[Source data]
:::

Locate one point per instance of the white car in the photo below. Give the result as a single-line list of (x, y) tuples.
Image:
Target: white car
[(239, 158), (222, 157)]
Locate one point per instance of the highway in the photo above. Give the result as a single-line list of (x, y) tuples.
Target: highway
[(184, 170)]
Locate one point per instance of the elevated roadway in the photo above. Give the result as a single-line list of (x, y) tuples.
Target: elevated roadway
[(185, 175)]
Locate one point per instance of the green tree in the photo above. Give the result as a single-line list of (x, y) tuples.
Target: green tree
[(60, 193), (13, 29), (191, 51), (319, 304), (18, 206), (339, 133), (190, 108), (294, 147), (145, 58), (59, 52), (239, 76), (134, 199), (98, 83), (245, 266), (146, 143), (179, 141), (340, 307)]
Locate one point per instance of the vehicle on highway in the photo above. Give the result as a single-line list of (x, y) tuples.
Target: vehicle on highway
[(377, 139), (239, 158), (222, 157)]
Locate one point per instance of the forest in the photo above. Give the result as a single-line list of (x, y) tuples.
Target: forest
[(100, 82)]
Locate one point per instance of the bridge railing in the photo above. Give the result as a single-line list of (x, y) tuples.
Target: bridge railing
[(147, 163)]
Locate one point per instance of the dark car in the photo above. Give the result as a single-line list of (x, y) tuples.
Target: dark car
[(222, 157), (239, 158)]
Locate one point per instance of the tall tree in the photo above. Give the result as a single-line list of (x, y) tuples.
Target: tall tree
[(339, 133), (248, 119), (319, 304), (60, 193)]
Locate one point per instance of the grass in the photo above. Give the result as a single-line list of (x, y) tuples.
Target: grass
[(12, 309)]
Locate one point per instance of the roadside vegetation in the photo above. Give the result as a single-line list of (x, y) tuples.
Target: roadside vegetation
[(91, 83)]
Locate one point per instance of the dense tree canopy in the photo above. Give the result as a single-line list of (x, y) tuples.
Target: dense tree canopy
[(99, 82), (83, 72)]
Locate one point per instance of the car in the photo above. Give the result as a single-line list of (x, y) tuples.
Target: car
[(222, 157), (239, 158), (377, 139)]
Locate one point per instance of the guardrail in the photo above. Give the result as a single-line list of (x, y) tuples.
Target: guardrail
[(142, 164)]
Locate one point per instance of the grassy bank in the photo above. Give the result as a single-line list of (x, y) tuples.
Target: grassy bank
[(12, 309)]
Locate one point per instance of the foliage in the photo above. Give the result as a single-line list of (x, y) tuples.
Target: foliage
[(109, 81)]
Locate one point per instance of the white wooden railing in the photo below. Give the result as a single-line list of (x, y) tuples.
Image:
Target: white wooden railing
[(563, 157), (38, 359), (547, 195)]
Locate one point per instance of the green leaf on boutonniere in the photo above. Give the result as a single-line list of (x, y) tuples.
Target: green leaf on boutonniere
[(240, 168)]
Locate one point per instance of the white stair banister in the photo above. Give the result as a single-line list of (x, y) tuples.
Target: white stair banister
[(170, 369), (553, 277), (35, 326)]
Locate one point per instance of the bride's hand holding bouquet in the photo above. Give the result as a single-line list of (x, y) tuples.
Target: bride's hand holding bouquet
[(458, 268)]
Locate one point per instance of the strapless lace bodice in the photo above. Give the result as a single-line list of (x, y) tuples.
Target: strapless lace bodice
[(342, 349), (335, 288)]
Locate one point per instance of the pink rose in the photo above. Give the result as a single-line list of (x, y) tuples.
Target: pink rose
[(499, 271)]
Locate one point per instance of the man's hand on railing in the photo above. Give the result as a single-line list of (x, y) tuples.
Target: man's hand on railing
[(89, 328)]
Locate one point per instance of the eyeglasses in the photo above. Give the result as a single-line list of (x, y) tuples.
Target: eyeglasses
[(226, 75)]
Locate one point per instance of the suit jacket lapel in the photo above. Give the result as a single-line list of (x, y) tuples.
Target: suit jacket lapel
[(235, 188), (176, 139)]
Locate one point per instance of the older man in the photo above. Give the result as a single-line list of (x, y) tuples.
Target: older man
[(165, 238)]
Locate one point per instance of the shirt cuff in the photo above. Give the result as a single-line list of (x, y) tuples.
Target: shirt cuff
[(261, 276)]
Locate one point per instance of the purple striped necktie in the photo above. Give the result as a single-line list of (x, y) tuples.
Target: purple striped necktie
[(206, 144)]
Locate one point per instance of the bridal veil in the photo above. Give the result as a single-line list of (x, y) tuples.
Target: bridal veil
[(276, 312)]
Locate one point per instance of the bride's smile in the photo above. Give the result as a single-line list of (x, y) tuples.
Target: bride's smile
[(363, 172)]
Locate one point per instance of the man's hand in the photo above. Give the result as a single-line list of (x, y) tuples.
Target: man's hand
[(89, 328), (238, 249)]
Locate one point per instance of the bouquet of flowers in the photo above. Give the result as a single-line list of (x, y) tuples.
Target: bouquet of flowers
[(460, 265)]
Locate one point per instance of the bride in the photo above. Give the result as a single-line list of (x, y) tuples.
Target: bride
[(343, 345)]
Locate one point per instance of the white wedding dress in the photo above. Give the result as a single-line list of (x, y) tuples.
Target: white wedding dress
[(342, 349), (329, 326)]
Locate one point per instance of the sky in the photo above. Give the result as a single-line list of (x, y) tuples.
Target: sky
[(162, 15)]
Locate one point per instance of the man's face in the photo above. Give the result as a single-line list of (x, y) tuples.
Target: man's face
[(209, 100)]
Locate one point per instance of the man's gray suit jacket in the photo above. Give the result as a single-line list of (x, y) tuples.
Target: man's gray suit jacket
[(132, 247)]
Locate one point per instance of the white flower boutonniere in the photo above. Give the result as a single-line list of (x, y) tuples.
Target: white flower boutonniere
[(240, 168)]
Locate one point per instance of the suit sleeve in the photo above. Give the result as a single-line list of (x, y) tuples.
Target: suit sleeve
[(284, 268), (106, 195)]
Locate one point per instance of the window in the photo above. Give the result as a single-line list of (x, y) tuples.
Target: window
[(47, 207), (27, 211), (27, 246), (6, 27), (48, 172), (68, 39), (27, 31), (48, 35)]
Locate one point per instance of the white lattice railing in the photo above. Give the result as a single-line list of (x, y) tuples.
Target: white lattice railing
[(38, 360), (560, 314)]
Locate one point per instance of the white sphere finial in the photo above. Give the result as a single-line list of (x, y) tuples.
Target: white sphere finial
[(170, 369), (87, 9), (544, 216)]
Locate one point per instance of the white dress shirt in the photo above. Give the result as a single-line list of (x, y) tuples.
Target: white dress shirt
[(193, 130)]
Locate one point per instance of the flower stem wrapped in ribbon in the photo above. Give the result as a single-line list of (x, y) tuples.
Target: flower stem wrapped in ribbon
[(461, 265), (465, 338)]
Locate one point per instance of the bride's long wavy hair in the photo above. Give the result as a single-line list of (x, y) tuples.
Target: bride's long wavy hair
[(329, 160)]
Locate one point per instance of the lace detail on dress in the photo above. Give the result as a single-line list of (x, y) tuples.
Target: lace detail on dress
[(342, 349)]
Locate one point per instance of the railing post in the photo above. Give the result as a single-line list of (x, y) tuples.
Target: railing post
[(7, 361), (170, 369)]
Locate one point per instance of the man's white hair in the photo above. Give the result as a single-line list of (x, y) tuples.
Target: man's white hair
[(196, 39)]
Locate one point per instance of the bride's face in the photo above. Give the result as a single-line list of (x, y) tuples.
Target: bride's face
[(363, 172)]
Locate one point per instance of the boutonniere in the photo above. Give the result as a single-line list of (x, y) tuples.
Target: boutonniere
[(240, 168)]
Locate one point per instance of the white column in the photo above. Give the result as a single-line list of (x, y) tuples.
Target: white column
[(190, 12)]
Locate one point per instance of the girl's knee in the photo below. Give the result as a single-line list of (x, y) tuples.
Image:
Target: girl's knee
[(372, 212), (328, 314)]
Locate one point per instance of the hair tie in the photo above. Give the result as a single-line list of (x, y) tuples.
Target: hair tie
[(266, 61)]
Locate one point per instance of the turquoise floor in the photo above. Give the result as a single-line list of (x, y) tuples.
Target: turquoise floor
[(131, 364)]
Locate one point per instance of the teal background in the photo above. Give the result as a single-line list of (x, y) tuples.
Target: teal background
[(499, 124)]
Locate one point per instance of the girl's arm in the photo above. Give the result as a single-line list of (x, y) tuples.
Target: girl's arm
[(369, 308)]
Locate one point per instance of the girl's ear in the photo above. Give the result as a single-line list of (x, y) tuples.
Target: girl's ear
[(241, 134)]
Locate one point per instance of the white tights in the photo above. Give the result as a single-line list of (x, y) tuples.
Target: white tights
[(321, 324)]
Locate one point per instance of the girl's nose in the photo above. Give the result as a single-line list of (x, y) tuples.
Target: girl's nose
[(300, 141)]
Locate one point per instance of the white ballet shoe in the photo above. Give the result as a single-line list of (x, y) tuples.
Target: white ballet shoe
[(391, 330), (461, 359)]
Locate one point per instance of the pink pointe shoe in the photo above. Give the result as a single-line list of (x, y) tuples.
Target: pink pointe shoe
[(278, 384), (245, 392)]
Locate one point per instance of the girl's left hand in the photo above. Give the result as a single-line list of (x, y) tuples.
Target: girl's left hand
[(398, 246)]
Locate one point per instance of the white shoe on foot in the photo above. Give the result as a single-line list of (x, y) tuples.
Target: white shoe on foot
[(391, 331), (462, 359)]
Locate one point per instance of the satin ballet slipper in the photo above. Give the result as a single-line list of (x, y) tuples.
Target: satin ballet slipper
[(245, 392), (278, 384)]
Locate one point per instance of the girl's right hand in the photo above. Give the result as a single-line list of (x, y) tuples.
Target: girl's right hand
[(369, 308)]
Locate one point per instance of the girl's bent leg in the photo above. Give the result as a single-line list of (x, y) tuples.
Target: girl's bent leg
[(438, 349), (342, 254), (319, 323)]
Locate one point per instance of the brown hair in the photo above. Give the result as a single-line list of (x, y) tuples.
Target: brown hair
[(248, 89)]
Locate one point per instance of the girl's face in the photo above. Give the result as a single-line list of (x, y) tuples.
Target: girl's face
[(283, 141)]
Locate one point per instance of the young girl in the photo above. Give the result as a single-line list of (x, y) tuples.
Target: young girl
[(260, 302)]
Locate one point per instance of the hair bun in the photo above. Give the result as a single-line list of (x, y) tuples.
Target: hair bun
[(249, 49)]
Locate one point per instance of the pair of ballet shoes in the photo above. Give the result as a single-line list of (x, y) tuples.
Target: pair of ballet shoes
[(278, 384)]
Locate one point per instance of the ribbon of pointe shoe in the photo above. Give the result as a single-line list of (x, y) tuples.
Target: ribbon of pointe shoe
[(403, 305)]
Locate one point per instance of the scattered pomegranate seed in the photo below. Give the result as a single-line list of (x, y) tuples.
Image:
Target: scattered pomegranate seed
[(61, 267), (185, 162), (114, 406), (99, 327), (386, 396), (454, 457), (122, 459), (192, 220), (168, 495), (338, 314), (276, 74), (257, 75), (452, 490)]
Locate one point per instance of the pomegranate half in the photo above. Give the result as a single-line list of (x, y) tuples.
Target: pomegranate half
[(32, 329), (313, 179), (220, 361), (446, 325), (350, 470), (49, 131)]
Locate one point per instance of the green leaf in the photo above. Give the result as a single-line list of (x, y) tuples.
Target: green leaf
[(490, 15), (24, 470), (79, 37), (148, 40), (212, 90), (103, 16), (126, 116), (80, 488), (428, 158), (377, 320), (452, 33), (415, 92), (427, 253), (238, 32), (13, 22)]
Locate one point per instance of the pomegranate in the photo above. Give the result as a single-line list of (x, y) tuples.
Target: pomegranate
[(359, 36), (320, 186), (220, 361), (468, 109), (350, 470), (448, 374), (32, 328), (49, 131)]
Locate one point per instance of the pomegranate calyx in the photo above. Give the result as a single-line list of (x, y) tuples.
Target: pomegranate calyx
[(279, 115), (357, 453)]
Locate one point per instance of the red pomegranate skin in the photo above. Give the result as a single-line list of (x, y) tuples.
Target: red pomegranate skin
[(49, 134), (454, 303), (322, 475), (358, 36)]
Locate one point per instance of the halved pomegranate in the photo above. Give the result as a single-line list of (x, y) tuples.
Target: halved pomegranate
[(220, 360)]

:::

Work required:
Copy exactly the lines that run from the first line of the data to the line containing "Locate one point per instance of the vehicle", please, with both ends included and nothing else.

Result:
Locate one point per instance of the white car in the photo below. Give the result as a single-line list of (x, y) tuples.
Image:
Target: white car
[(239, 158), (222, 157)]
Locate one point per instance of the highway in the photo above. Give the result as a single-line list of (x, y) tuples.
Target: highway
[(184, 170)]
Locate one point per instance of the elevated roadway in the photo above. Give the result as a single-line list of (x, y) tuples.
Target: elevated roadway
[(185, 175)]
Locate one point per instance of the green tree in the photo above. Give the result as a single-line list of (x, y) tuples.
Target: green tree
[(60, 193), (13, 29), (191, 51), (319, 304), (18, 206), (339, 133), (190, 108), (294, 147), (145, 58), (59, 52), (239, 76), (134, 199), (98, 83), (245, 266), (146, 143), (179, 141), (340, 307)]
Locate one point per instance of the vehicle on highway in the photo above. Give the result as a single-line list of (x, y) tuples.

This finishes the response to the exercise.